[PROVIDED RECORDS]

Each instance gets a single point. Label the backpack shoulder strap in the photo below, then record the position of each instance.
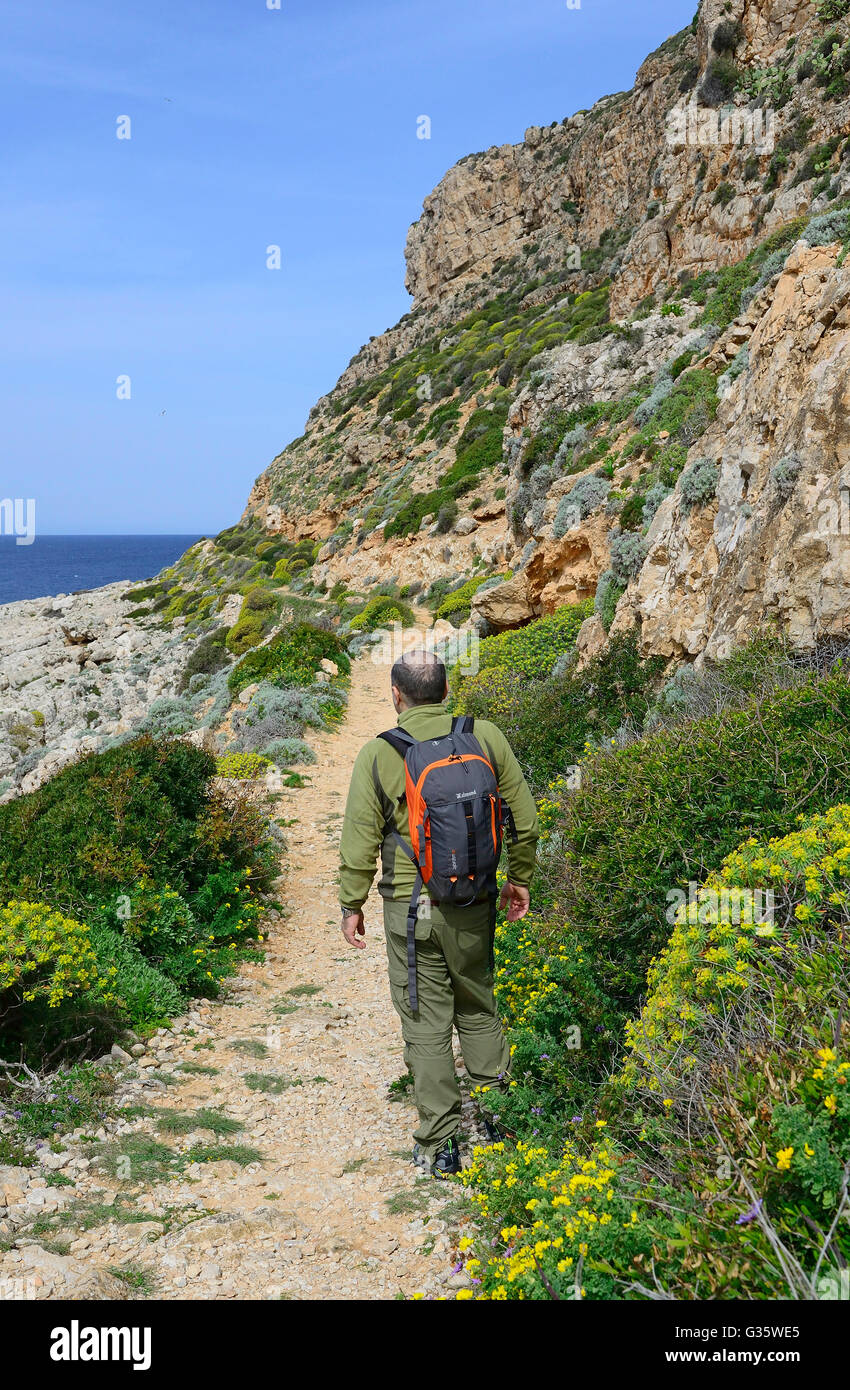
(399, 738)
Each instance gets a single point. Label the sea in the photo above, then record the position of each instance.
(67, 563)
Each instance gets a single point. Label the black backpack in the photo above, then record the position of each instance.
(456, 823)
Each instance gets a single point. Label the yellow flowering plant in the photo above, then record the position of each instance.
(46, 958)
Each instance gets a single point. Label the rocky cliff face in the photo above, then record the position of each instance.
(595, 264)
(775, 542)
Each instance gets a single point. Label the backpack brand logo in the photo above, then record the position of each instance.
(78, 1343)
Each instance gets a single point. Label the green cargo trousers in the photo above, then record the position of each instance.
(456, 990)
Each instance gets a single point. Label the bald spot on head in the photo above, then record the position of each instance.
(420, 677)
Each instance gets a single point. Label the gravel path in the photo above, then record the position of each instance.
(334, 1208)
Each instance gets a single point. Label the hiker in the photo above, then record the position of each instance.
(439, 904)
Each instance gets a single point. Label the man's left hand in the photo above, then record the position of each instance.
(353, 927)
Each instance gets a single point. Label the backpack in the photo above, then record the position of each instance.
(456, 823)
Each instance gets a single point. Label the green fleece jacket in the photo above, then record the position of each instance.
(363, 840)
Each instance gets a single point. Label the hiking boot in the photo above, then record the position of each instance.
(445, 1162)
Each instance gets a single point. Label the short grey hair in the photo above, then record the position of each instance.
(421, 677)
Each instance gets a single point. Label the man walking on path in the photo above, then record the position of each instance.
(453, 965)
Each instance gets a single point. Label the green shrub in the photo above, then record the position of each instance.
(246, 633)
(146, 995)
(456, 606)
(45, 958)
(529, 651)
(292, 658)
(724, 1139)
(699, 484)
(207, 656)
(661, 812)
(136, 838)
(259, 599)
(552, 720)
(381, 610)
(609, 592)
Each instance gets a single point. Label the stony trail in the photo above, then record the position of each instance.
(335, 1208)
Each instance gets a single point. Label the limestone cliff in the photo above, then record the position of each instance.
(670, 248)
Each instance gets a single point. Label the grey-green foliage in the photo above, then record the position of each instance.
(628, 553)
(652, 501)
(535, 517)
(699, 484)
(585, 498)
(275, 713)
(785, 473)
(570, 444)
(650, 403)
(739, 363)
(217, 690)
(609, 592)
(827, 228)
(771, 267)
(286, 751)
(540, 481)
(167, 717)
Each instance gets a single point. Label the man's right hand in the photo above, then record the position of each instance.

[/PROVIDED RECORDS]

TASK INSTRUCTIONS: Nothing but the records above, retyped exactly and stripped of images, should appear in the answer.

THE ANSWER:
Each instance gets a single point. Label the backpack shoulder strap in the photo below, then record the position of each instance.
(399, 738)
Each instance gets a single point. Label the sea in the photo above, then record the position of each instance.
(67, 563)
Each instance gets a single point. Label the black backpack in the photo above, then record the position of each instance.
(456, 823)
Each instance gets a single point. Label the yellow flowering plant in the photo above, then record the position of each instance.
(46, 958)
Each instance gets a single point. Label the rocky cliff face in the photo above, then record the position of each instance.
(595, 264)
(775, 542)
Each instance gets a single point. Label the backpack brand logo in the photo above, then record the position of each instance.
(78, 1343)
Each instance gets a single point. Label the green cargo trousers in the photo above, then record the position of each instance.
(456, 990)
Each instance gets a single point. Label the bald spot on head in the photo above, then record the position of each instance.
(420, 677)
Each instance gets a single point. Label the gravel path in the photo above, then record the position of each instance.
(334, 1208)
Each instance gets a single point. Label the hiker in the photo above, then record the position of each instance.
(439, 904)
Each instance gets a single point. Label the man's left hand in the photo above, then record the position of each instance.
(353, 927)
Each instance gets a single point. Label the backpack in the photo above, then record the position of each instance.
(456, 823)
Each instance gets a single point. Label the green fleece jacket in the photo above, then record the position of each instance.
(363, 840)
Each instance gets a single point. Label the hiking boot in the photo above, then record the position of each instance.
(445, 1162)
Each instance gets a single point. Label the short grey hair in the photo above, then record the position of each instance.
(421, 677)
Each instance gets a single point. Label the man walking on path in the photo above, then record the position of each instance.
(453, 965)
Each instance gets a single point. Label the green shrub in the photo above, then record the position of each instance.
(246, 633)
(146, 995)
(456, 606)
(45, 958)
(529, 651)
(292, 658)
(724, 1139)
(699, 484)
(207, 656)
(661, 812)
(136, 838)
(259, 599)
(552, 720)
(381, 610)
(609, 592)
Each instance gets a single point. Label the stony trail in the photo above, then record the position of each instance.
(335, 1208)
Each instance gets a single point. Label the limestone cliff in the photo above, then record the position of each instance.
(670, 248)
Each instance gets a single point. Label the grey-green foliage in the photo above, then record the position of each instance.
(628, 553)
(652, 501)
(535, 517)
(699, 484)
(585, 498)
(275, 713)
(785, 473)
(570, 444)
(650, 403)
(739, 363)
(217, 690)
(609, 592)
(827, 228)
(771, 267)
(286, 751)
(540, 481)
(167, 717)
Each instance gets a single point. Label the man's right hand in the photo above, then record the position of each instance.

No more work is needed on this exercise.